- [TASK INSTRUCTIONS]
All records are to be retyped faithfully and completely.

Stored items
▶
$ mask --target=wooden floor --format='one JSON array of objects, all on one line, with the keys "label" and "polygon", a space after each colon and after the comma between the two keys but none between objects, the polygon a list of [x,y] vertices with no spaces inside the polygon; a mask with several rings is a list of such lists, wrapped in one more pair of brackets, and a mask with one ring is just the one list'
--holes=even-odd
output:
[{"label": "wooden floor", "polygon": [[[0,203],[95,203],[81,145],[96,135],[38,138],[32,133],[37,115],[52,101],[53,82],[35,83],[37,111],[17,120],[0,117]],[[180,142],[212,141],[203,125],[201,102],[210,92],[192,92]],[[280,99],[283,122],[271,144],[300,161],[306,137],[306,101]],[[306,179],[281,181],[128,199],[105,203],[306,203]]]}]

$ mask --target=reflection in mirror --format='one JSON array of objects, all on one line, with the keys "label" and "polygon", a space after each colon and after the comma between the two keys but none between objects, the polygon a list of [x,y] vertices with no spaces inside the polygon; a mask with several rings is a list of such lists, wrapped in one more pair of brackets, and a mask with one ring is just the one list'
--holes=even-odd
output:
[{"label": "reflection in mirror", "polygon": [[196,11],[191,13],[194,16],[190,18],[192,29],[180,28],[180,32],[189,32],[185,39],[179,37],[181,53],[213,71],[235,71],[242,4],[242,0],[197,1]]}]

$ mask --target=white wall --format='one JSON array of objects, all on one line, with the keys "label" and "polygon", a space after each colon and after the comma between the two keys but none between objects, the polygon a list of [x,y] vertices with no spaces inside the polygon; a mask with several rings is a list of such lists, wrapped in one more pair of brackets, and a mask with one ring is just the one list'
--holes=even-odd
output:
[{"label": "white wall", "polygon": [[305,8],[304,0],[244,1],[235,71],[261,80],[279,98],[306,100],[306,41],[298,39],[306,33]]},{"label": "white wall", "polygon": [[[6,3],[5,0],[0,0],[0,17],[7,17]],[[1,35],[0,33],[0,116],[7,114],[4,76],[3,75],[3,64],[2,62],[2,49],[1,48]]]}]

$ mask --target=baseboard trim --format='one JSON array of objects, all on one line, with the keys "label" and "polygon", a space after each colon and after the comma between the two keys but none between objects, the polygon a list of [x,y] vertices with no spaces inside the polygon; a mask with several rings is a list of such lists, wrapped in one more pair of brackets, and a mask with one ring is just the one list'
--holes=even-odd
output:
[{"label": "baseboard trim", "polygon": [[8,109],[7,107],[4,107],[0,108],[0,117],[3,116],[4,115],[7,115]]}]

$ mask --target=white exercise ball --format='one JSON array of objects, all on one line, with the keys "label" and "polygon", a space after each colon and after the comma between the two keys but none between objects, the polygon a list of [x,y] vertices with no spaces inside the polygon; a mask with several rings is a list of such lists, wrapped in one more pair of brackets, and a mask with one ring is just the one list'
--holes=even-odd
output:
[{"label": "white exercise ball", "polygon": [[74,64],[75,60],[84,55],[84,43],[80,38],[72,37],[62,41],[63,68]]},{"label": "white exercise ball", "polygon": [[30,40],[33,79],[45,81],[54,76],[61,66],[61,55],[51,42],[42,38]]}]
◀
- [EXERCISE ANSWER]
$ mask --target=wooden floor --format='one JSON array of objects, all on one line, with the keys "label" and "polygon", a space after each colon and after the comma between the two keys but none between objects, the polygon a list of [x,y] vertices with no spaces inside the polygon; a mask with several rings is a list of such lists, wrapped in one more pair of brackets, and a mask with one ring is just the one list'
--holes=even-odd
output:
[{"label": "wooden floor", "polygon": [[[0,203],[95,203],[81,145],[96,135],[38,138],[32,133],[37,115],[52,101],[53,82],[35,83],[37,111],[17,120],[0,117]],[[180,142],[212,141],[203,125],[201,102],[210,92],[192,92]],[[280,99],[283,122],[271,144],[300,161],[306,137],[306,101]],[[306,179],[281,181],[128,199],[105,203],[306,203]]]}]

$ mask --target=reflection in mirror --format='one JSON array of objects, all on one line, with the keys "label" and "polygon", a space after each colon and after the comma between the two keys but none between objects, the polygon a list of [x,y] vertices with no spaces inside the polygon; a mask with several rings is a list of such lists, wrapped in one more pair of brackets, and a mask with one ring is just the one list'
--holes=even-odd
output:
[{"label": "reflection in mirror", "polygon": [[196,11],[191,13],[194,16],[190,18],[192,29],[180,28],[180,32],[189,32],[185,39],[179,37],[181,53],[213,71],[235,71],[242,4],[242,0],[197,1]]}]

$ mask --target=white wall --format='one JSON array of objects, all on one line, with the keys "label" and "polygon", a space after each colon and after the comma between the two keys but none between objects, the polygon a list of [x,y] vertices with no spaces inside the polygon; a mask with several rings is a list of such lists, wrapped in one more pair of brackets, and a mask with one ring is just the one list'
--holes=even-odd
output:
[{"label": "white wall", "polygon": [[305,8],[304,0],[244,1],[235,71],[261,80],[279,98],[306,100],[306,41],[298,39],[306,33]]},{"label": "white wall", "polygon": [[[6,3],[5,0],[0,0],[0,17],[7,17]],[[1,35],[0,33],[0,116],[7,114],[4,76],[3,75],[3,64],[2,62],[2,49],[1,48]]]}]

$ mask --target=baseboard trim --format='one JSON array of objects, all on one line, with the keys "label" and "polygon", a space after each colon and after the comma between the two keys but none between objects, the polygon a list of [x,y] vertices with no spaces inside the polygon; a mask with several rings is a list of such lists, wrapped in one more pair of brackets, and a mask with one ring is just the one list'
--holes=even-odd
output:
[{"label": "baseboard trim", "polygon": [[8,109],[7,107],[4,107],[0,108],[0,117],[3,116],[4,115],[7,115]]}]

$ mask --target=white exercise ball --format='one JSON array of objects, all on one line, with the keys "label" and "polygon", a space after each colon and after the comma between the two keys but none between objects, the polygon a list of [x,y] vertices with no spaces inside the polygon; a mask with several rings is a list of such lists, wrapped in one more pair of brackets, and a mask with one ring is just the one list'
--holes=even-odd
output:
[{"label": "white exercise ball", "polygon": [[74,64],[75,60],[84,55],[84,43],[80,38],[72,37],[62,41],[63,68]]},{"label": "white exercise ball", "polygon": [[30,40],[33,79],[45,81],[54,76],[61,66],[61,55],[51,42],[42,38]]}]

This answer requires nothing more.